- Task description:
Output the data word for word. Begin at its first line and end at the line with "query: black shoe".

- Data shown:
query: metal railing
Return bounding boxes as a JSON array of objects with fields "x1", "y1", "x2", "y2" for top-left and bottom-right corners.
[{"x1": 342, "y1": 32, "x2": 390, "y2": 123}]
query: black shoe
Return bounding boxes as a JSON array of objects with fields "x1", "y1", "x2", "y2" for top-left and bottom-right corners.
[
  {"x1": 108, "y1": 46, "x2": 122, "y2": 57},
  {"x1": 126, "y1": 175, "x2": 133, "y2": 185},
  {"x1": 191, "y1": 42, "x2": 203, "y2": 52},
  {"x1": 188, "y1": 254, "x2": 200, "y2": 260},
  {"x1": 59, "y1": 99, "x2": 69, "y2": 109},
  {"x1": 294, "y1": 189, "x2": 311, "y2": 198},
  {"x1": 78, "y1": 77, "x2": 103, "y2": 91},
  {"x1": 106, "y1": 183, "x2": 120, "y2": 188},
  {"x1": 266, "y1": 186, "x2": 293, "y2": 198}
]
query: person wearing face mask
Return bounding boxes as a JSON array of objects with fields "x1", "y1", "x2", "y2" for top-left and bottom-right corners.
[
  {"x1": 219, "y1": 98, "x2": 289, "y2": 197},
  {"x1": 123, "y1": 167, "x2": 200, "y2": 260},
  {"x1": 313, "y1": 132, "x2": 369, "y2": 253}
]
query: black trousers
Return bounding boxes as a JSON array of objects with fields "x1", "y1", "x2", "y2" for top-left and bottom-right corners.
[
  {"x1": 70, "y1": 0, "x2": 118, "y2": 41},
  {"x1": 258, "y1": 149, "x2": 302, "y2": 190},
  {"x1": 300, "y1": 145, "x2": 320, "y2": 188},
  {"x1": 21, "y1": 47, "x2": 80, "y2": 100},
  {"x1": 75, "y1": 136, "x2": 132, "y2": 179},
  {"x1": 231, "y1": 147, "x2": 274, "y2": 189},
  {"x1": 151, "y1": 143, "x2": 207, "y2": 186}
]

- Task answer:
query: metal railing
Return bounding boxes as a JSON array of objects with fields "x1", "y1", "x2", "y2" for top-left and bottom-right corners.
[{"x1": 342, "y1": 32, "x2": 390, "y2": 123}]
query: black shoe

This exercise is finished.